So that there was perhaps more profit, as there was certainly more
effort, in my secret labours at home. Whenever I read a book or a
passage that particularly pleased me, in which a thing was said or
an effect rendered with propriety, in which there was either some
conspicuous force or some happy distinction in the style, I must
sit down at once and set myself to ape that quality. I was
unsuccessful, and I knew it; and tried again, and was again
unsuccessful and always unsuccessful; but at least in these vain
bouts, I got some practice in rhythm, in harmony, in construction
and the co-ordination of parts. I have thus played the sedulous
ape to Hazlitt, to Lamb, to Wordsworth, to Sir Thomas Browne, to
Defoe, to Hawthorne, to Montaigne, to Baudelaire and to Obermann.
++++++
_SHORT PROBLEM 1_: In the passage about practicing style, list the things the writer says these bouts of imitation gave some practice in.
_SHORT PROBLEM 2_: Quote the passage about practicing style word for word, starting at the words "So that there" and stopping after the words "and to Obermann.".

Location identification data:
++++++
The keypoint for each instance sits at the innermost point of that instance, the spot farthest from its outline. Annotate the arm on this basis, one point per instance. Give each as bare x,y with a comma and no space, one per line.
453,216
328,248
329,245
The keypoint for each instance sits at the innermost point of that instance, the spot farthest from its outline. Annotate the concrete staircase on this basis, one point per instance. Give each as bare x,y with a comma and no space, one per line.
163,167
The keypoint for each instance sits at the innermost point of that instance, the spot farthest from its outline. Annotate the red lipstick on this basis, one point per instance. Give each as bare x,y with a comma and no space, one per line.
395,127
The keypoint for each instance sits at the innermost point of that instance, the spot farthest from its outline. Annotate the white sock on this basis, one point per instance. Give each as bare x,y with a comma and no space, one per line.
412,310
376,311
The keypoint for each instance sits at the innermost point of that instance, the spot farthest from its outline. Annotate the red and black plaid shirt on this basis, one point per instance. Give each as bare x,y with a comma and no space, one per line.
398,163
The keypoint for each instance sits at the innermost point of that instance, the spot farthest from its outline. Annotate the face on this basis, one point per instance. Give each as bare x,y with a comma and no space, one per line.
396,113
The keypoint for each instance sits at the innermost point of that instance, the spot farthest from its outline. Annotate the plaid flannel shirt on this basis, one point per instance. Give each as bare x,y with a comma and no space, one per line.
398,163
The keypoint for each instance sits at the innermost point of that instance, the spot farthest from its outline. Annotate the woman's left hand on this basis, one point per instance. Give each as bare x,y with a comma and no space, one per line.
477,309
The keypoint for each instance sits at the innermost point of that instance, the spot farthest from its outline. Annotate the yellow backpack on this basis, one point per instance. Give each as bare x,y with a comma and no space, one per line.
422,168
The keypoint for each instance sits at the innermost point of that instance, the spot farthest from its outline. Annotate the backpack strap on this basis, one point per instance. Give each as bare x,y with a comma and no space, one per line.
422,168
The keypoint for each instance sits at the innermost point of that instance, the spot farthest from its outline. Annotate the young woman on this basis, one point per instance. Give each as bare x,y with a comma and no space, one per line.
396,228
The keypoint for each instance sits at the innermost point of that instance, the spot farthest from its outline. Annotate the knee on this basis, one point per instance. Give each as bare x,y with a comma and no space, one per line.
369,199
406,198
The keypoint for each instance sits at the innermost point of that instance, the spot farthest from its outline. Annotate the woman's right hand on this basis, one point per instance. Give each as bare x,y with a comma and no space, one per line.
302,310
++++++
_EXERCISE RESPONSE 1_:
- rhythm
- harmony
- construction
- the co-ordination of parts

_EXERCISE RESPONSE 2_:
So that there was perhaps more profit, as there was certainly more
effort, in my secret labours at home. Whenever I read a book or a
passage that particularly pleased me, in which a thing was said or
an effect rendered with propriety, in which there was either some
conspicuous force or some happy distinction in the style, I must
sit down at once and set myself to ape that quality. I was
unsuccessful, and I knew it; and tried again, and was again
unsuccessful and always unsuccessful; but at least in these vain
bouts, I got some practice in rhythm, in harmony, in construction
and the co-ordination of parts. I have thus played the sedulous
ape to Hazlitt, to Lamb, to Wordsworth, to Sir Thomas Browne, to
Defoe, to Hawthorne, to Montaigne, to Baudelaire and to Obermann.